## Texto apresentado
--*--

David Hume – Experiência e Conhecimento

Para uma análise deste aspecto da teoria do conhecimento de Hume que diz respeito à experiência, é interessante conhecermos um pouco sobre o modo que pensavam os racionalistas que o precederam. Clique aqui e veja mais.

Para uma análise deste aspecto da teoria do conhecimento de David Hume que diz respeito à experiência, é interessante conhecermos um pouco sobre o modo  que pensavam os racionalistas que o precederam, em especial Descartes, para, assim, reconhecermos o que de novo ela traz em relação àquelas de seus predecessores.

David Hume (1711-1776)

Descartes, em seu “Discurso do método”, buscando livrar-se dos erros cometidos no processo de busca pela verdade de modo a obter bases seguras para ele, constata que nossos sentidos não são uma fonte segura de conhecimento pois, se eles nos enganam algumas vezes (como quando sonhamos e cremos estar acordados, ou quando vemos o Sol de um tamanho infinitamente menor que sua dimensão real), podem, portanto, nos enganar diversas outras. Deste modo, para o filósofo e matemático francês, as ideias provenientes dos sentidos não são inteiramente confiáveis e fogem ao propósito de seu método, que é o de não deixar margem para dúvidas. Mais seguras são as ideias mais distantes do que nos fornecem os sentidos, aquelas produzidas a priori, derivadas exclusivamente da razão.

--*--

## Entradas do exercício
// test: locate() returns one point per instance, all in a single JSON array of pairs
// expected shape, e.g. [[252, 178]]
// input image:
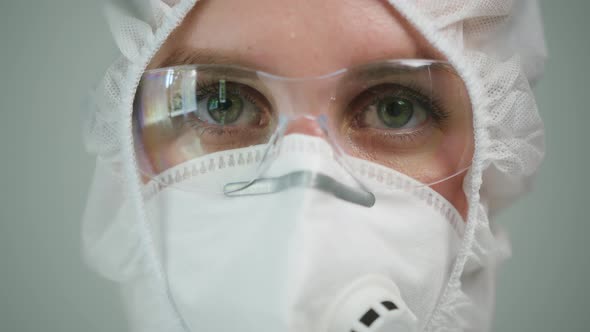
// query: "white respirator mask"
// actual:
[[302, 258]]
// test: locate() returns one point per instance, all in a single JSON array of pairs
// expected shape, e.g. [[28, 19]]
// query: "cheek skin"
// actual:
[[304, 38]]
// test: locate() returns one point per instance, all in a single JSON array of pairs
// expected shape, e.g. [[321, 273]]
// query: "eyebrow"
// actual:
[[188, 56]]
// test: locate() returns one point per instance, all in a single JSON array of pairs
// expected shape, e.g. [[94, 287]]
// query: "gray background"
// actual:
[[51, 52]]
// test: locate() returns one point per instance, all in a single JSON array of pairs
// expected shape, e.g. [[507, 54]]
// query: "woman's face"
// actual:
[[299, 39]]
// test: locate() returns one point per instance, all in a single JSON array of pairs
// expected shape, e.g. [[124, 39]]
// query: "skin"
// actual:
[[299, 39]]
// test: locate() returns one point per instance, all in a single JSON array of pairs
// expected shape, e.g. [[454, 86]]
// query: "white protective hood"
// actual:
[[496, 46]]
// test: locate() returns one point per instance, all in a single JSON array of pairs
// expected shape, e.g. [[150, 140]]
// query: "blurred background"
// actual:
[[52, 52]]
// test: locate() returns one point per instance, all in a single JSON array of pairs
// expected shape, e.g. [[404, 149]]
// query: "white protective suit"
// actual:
[[496, 46]]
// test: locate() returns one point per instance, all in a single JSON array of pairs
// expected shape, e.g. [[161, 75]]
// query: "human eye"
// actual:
[[394, 115], [228, 114], [230, 104]]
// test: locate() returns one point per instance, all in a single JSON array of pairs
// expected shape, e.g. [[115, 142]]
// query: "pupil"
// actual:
[[224, 112], [395, 112]]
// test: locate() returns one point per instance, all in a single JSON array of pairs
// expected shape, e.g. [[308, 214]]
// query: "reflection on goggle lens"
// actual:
[[413, 116]]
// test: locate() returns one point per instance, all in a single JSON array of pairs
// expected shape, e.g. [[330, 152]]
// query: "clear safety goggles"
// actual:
[[413, 116]]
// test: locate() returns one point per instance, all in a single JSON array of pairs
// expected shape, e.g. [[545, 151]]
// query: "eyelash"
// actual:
[[207, 89], [411, 90]]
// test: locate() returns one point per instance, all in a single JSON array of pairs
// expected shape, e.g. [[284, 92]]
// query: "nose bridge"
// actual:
[[307, 125]]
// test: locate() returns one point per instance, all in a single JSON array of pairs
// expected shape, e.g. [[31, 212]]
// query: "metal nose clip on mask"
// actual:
[[260, 185], [412, 116]]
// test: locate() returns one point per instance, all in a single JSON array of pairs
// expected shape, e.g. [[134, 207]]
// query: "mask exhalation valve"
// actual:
[[370, 304]]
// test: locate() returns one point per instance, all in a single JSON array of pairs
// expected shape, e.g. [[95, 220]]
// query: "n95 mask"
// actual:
[[299, 259]]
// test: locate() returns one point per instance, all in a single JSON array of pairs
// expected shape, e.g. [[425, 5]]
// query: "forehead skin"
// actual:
[[293, 38]]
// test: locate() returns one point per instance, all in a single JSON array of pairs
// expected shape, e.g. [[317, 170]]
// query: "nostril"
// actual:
[[389, 305], [369, 317], [304, 126]]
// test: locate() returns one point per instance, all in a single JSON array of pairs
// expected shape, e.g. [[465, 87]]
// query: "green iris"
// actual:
[[395, 112], [226, 112]]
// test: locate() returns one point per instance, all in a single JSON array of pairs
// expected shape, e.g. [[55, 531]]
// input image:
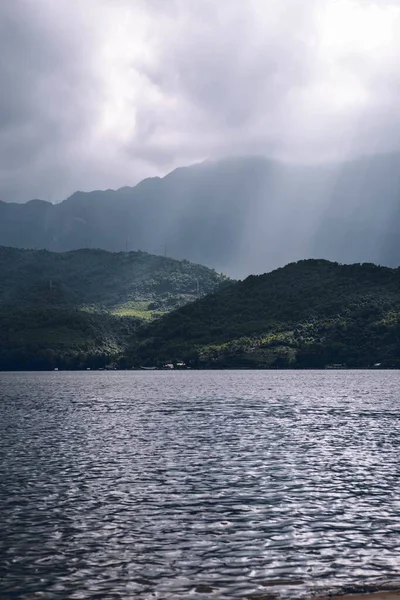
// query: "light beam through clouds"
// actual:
[[102, 93]]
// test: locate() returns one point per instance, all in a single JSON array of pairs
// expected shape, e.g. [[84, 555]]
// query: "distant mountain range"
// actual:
[[239, 215]]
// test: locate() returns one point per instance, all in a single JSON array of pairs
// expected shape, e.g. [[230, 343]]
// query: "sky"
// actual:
[[99, 94]]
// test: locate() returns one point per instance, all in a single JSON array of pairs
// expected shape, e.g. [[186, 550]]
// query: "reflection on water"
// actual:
[[198, 484]]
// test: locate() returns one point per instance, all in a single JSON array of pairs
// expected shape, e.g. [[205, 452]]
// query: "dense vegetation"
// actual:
[[80, 309], [128, 283], [309, 314]]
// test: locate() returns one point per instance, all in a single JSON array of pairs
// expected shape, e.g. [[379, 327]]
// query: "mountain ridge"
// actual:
[[239, 215]]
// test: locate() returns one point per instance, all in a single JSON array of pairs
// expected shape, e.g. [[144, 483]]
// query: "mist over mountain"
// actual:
[[240, 215]]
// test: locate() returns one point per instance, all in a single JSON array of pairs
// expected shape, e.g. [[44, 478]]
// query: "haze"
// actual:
[[103, 93]]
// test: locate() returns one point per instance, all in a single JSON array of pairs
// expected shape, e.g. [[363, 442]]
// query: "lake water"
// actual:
[[131, 485]]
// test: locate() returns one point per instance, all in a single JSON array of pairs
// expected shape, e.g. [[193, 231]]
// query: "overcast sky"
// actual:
[[101, 93]]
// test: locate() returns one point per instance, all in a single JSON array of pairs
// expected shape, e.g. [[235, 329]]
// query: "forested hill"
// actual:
[[133, 283], [312, 313], [80, 309]]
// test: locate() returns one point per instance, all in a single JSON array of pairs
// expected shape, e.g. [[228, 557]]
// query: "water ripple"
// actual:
[[198, 484]]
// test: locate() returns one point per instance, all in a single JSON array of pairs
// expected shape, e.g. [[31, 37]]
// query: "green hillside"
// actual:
[[124, 283], [80, 309], [312, 313]]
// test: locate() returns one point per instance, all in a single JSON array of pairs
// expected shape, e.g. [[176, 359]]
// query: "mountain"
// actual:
[[239, 215], [81, 308], [313, 313]]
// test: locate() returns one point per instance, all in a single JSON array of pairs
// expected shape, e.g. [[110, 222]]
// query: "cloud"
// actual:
[[104, 92]]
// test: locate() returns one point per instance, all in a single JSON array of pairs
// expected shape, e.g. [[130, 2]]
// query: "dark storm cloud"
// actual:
[[103, 92]]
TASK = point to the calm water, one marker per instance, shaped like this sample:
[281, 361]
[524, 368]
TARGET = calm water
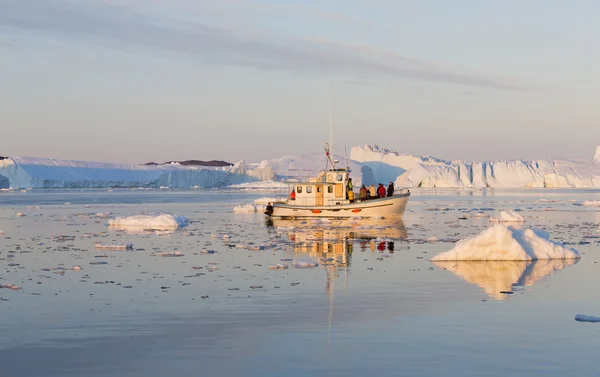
[375, 304]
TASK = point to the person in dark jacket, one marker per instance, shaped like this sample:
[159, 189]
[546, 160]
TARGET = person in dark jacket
[390, 189]
[362, 194]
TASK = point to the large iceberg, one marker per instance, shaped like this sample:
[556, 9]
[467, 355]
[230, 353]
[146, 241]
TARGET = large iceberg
[424, 171]
[28, 172]
[501, 243]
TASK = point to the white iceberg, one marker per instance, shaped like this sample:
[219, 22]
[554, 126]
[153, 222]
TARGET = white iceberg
[304, 264]
[248, 208]
[34, 172]
[506, 243]
[508, 217]
[586, 318]
[127, 246]
[500, 278]
[588, 203]
[160, 222]
[425, 171]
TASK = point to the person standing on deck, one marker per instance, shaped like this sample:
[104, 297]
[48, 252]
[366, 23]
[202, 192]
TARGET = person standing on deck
[362, 194]
[390, 189]
[372, 192]
[349, 187]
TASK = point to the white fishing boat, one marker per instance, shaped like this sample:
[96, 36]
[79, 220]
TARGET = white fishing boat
[328, 195]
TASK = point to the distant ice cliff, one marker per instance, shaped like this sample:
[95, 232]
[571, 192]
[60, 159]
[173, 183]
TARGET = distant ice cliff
[28, 172]
[417, 171]
[369, 164]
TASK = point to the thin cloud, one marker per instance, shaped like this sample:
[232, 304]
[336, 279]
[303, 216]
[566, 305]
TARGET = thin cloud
[124, 28]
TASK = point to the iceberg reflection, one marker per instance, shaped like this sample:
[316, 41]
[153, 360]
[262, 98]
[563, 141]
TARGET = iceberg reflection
[498, 277]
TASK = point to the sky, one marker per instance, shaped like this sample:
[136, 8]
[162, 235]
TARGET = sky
[156, 80]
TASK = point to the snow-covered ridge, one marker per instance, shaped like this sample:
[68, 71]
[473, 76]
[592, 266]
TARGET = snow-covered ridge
[368, 164]
[416, 171]
[29, 172]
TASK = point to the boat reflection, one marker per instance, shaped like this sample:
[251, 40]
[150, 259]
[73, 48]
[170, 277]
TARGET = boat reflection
[331, 242]
[500, 278]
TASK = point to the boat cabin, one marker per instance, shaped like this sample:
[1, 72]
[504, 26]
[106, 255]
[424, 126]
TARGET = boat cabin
[328, 188]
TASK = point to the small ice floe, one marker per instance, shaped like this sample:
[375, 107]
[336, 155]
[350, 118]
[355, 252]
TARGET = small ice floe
[269, 200]
[505, 243]
[586, 318]
[588, 203]
[161, 222]
[507, 216]
[171, 254]
[127, 246]
[14, 287]
[278, 266]
[247, 208]
[304, 264]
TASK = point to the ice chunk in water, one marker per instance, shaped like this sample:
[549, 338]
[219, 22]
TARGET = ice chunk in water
[506, 243]
[507, 216]
[162, 221]
[304, 264]
[586, 318]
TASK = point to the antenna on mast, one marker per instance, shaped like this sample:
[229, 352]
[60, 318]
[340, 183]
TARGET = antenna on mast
[330, 123]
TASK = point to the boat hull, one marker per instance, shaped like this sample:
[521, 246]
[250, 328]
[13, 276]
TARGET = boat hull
[390, 207]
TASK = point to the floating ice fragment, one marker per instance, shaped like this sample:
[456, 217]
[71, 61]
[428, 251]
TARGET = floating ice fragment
[128, 246]
[248, 208]
[586, 318]
[269, 200]
[10, 286]
[171, 254]
[304, 264]
[507, 216]
[506, 243]
[278, 266]
[161, 222]
[588, 203]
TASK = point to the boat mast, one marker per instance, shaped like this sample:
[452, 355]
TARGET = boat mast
[330, 123]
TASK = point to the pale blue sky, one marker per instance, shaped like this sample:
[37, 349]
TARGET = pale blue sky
[141, 80]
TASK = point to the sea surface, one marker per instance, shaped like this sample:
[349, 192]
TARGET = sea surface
[374, 305]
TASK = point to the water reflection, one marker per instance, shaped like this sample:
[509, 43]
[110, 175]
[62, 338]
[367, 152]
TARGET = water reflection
[331, 242]
[140, 230]
[500, 278]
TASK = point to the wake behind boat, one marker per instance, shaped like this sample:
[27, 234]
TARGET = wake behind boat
[330, 194]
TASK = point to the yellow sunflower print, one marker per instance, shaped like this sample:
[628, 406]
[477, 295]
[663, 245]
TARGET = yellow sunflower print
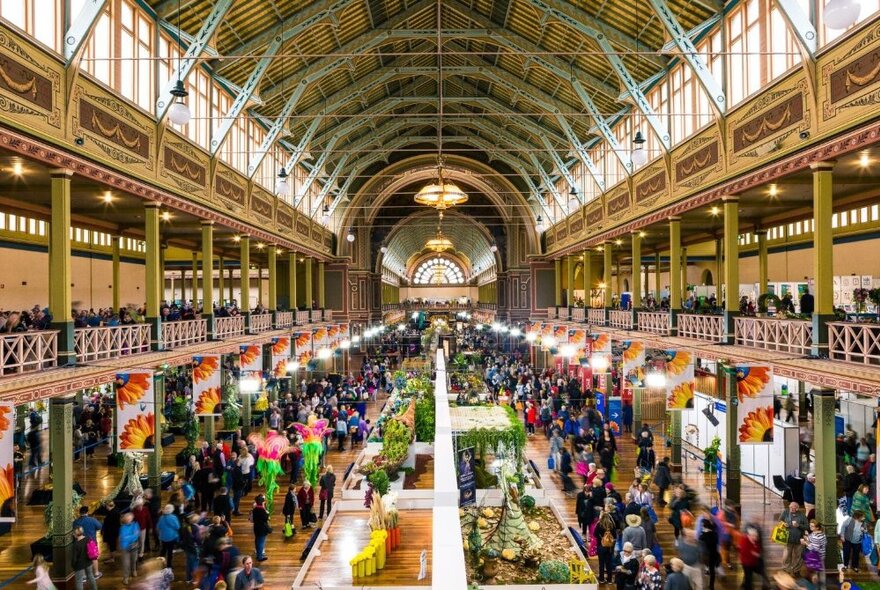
[139, 433]
[757, 427]
[681, 397]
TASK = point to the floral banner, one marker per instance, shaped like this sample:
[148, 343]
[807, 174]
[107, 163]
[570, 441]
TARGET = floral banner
[754, 410]
[206, 385]
[7, 462]
[135, 411]
[250, 357]
[633, 363]
[302, 342]
[680, 383]
[280, 356]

--*--

## Tarefas
**a.** Traduza para o inglês esta frase do texto sobre Hume: "Mais seguras são as ideias mais distantes do que nos fornecem os sentidos, aquelas produzidas a priori, derivadas exclusivamente da razão."
**b.** Reúna todas as linhas das entradas que contêm a palavra "water". Diferencie maiúsculas de minúsculas.

## Respostas das tarefas
**a.** More reliable are the ideas furthest from what the senses provide us, those produced a priori, derived exclusively from reason.

**b.**
// query: "reflection on water"
// query: "lake water"
// query: "water ripple"
TASK = point to the calm water, one marker per instance, shaped like this sample:
TARGET = calm water
TASK = point to the ice chunk in water, one marker per instance, shaped like this sample:
TARGET = ice chunk in water
TASK = point to the water reflection, one marker per instance, shaped like this sample:
TARGET = water reflection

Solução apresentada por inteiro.